[Dataset rows]
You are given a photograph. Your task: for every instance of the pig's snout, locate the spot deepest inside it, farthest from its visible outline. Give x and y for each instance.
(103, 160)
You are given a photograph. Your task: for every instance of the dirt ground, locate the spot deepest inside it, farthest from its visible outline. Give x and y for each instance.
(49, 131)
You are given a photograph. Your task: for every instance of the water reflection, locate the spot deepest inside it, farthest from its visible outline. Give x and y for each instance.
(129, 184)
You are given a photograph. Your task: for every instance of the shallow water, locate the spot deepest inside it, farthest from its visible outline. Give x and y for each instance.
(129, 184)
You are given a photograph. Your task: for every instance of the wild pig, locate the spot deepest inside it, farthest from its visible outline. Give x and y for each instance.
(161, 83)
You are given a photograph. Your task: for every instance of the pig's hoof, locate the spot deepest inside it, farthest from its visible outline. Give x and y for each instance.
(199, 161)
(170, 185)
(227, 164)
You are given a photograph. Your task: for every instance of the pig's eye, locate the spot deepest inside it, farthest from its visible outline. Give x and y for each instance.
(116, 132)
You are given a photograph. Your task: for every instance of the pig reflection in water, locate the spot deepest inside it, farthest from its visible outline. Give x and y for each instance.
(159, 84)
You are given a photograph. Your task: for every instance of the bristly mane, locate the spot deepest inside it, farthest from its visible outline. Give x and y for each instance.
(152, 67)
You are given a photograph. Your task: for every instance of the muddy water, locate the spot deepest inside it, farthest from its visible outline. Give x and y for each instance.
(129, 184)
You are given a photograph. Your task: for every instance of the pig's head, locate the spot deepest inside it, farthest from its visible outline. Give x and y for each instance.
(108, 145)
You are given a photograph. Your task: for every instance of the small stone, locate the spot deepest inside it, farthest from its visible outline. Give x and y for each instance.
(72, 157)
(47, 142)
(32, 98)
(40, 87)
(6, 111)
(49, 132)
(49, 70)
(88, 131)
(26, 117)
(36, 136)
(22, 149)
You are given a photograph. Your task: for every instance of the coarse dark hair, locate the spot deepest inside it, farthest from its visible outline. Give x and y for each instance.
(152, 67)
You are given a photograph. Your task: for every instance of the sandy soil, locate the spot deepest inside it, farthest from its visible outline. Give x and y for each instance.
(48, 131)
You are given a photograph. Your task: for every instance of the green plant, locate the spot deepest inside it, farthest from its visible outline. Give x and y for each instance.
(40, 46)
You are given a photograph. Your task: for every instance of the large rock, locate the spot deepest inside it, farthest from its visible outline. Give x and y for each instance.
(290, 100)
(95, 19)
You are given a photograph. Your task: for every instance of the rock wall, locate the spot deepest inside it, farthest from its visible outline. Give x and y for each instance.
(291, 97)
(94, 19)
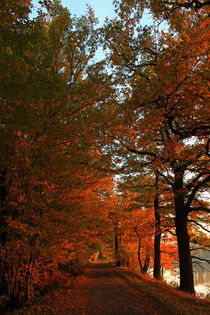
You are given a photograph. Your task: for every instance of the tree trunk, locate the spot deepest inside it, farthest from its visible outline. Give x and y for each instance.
(157, 254)
(118, 263)
(183, 239)
(139, 254)
(146, 262)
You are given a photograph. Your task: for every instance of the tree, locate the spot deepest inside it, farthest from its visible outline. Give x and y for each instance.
(163, 113)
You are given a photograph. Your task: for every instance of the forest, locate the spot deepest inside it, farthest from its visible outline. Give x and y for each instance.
(104, 157)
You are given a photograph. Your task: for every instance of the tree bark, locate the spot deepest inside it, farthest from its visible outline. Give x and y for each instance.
(183, 239)
(118, 263)
(157, 240)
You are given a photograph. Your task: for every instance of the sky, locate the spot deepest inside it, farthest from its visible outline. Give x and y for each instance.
(102, 8)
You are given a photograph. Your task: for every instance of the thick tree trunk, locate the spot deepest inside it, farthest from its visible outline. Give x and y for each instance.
(183, 239)
(157, 240)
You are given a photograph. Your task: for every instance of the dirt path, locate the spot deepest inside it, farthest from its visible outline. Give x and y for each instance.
(99, 291)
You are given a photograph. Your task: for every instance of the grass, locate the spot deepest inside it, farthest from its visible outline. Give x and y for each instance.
(175, 302)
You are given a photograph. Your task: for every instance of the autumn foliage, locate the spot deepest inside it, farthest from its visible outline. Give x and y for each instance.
(81, 148)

#### EXERCISE PROMPT:
Give back all entries exactly. No pictures belong in the copy.

#### REPLY TO THE EXERCISE:
You are given a photograph. Your task: for every instance of the pig's snout, locate the spot deepest inside it, farthest from its visible outline. Give x and y for each instance.
(103, 160)
You are given a photograph. Your task: for every instance of the dirt ground, locate the spot deepest inside it, farthest from its visible outline. Give x and y for each instance.
(49, 131)
You are given a photograph. Your task: for every instance of the water reflection, locate the spot deepest inside it, farthest from its visible outline. Give x and y for each instance.
(129, 184)
You are given a photograph. Your task: for every instance of the shallow water, locate the spot deepest inside it, farthest from its visible outline. Give x and y for each instance.
(129, 184)
You are given a photograph. Your task: for every instance of the wild pig, locate the spot deepest inside it, farthest from its visible outline. Give x and y for each instance.
(161, 83)
You are given a photograph. Your task: for every instance of the pig's hoof, locate the spot deepest inside it, farthest from its visible outline. Give x and y for each instance.
(199, 161)
(170, 185)
(227, 164)
You are given a photograph. Your task: for every instance of the pig's eye, locate the spot deepest inside it, farthest from its visible outline. Give x and y for each instance.
(116, 132)
You are given a photograph. Your task: for every instance of the pig reflection in water, locate the spot deepest inside it, farthest from its visible outline. Give x and y for each instance.
(159, 84)
You are given a photograph. Your task: for every instance of the bristly mane, locate the spot deepest inside it, farthest from its visible outline. Give x and y for each instance.
(152, 67)
You are given a photograph. Your task: for every instance of the muddy water, locate the spot deepest inside it, farthest from its visible outline. Give x and y for each instance.
(129, 184)
You are given a photograph. Your task: for every instance of the pig's head, locate the spot deepest inside it, farthest from its visible outline. Give x and y for each instance.
(108, 145)
You are given a photograph. Your task: for every instance of the small stone, locate the spot deepest inside it, farthest from its visible outline. Give x and y for each instance.
(72, 157)
(47, 142)
(32, 98)
(40, 87)
(6, 111)
(49, 132)
(49, 70)
(88, 131)
(26, 117)
(36, 136)
(22, 149)
You are given a photograph. Your task: for every instance of the coarse dark hair, locate the spot deepest inside it, farthest from its visible outline. Give x and y for each instance.
(152, 67)
You are given a photograph. Your task: for every instance of the sandy soil, locate the spot deepest inside it, farthest from its visible outline. Give x and y for each instance.
(48, 131)
You are given a photograph. Your task: for every instance of the green plant, locate the spot deepest inside it, farthest from its visible outline. Give x and y for each instance.
(40, 46)
You are given a photograph. Your task: for every instance of the large rock, locate the spot deepest inside it, farthest from its visible outline. Give x and y for each instance.
(290, 100)
(95, 19)
You are given a photograph. Your task: for every instance of the rock wall, locate the spot deepest inside it, farthest from its visible outline. Give x and y for each instance.
(291, 97)
(94, 19)
You are given a photograph. Your task: for every instance of the tree trunk, locate the spot deepest inside it, farthest from its visible outline. Give x and y for each instance.
(157, 254)
(118, 263)
(183, 239)
(139, 254)
(146, 262)
You are given a photograph. Your task: for every instance of the tree, locate the spot deepest inside it, farthest from its visible outline. Give x and y for each instance.
(163, 113)
You are given a photograph. Your task: for every instance of the forest, locate the spot deepest inside it, farthest from its visible outline. Give x and y for each instance.
(104, 157)
You are given a photograph. Your task: for every instance of the tree bark, locate the spot deepest inside it, farthest from its visible outline. Give x and y for each instance.
(183, 239)
(118, 263)
(157, 240)
You are given a photograph. Your task: for every instance of the sky, locate the spot deepest inside it, farthest from its visible outline. Give x and y for each instance.
(102, 8)
You are given a photograph. Your task: for every instance of the thick tree trunk, locate the spot deepest inside it, farthest from its visible outline. Give x and y for each instance.
(183, 239)
(157, 240)
You are given a photograph. Your task: for every instance of the dirt path, locate the spot deepest inside it, farthest from its visible outline. Give x and y for each instance.
(99, 291)
You are given a photograph. Your task: for every instance of the grass, locate the spot deepest inside it, farthest from its visible outline. Give x and y for each instance.
(175, 302)
You are given a photograph. Your task: for every instance of the autumn foliage, locate the spot deepest inside it, farthest from its visible outline. Give x and y for each instance.
(81, 148)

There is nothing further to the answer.